▶ AVAILABLE RECORDS

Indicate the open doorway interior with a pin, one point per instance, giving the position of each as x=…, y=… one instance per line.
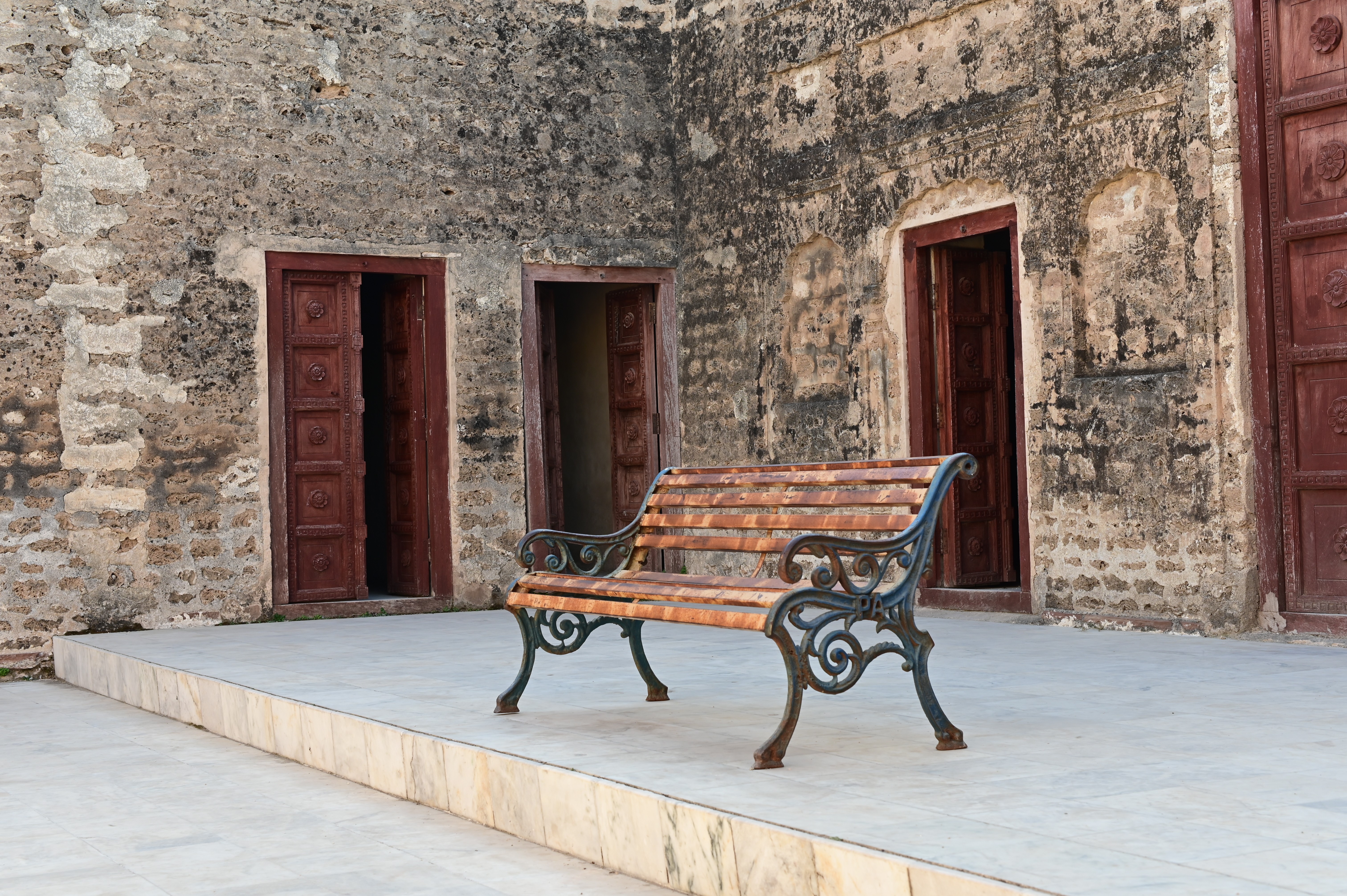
x=599, y=397
x=973, y=379
x=394, y=378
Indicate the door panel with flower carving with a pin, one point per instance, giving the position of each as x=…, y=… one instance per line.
x=1307, y=127
x=631, y=366
x=325, y=476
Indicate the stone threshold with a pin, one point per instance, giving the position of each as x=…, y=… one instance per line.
x=371, y=605
x=685, y=847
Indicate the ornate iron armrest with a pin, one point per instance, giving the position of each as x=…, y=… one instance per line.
x=576, y=553
x=875, y=558
x=593, y=552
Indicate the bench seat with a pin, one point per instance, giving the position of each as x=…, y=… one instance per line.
x=838, y=513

▶ TASK TO COMPLETE
Repeat, without change, each line of the data above from the one that contains "Indicate the bench" through the final line, counting both.

▶ TASK RESPONSE
Indicate the bench seat with a pin, one point per instance, giving the position of each as x=…, y=… one instance per line.
x=838, y=513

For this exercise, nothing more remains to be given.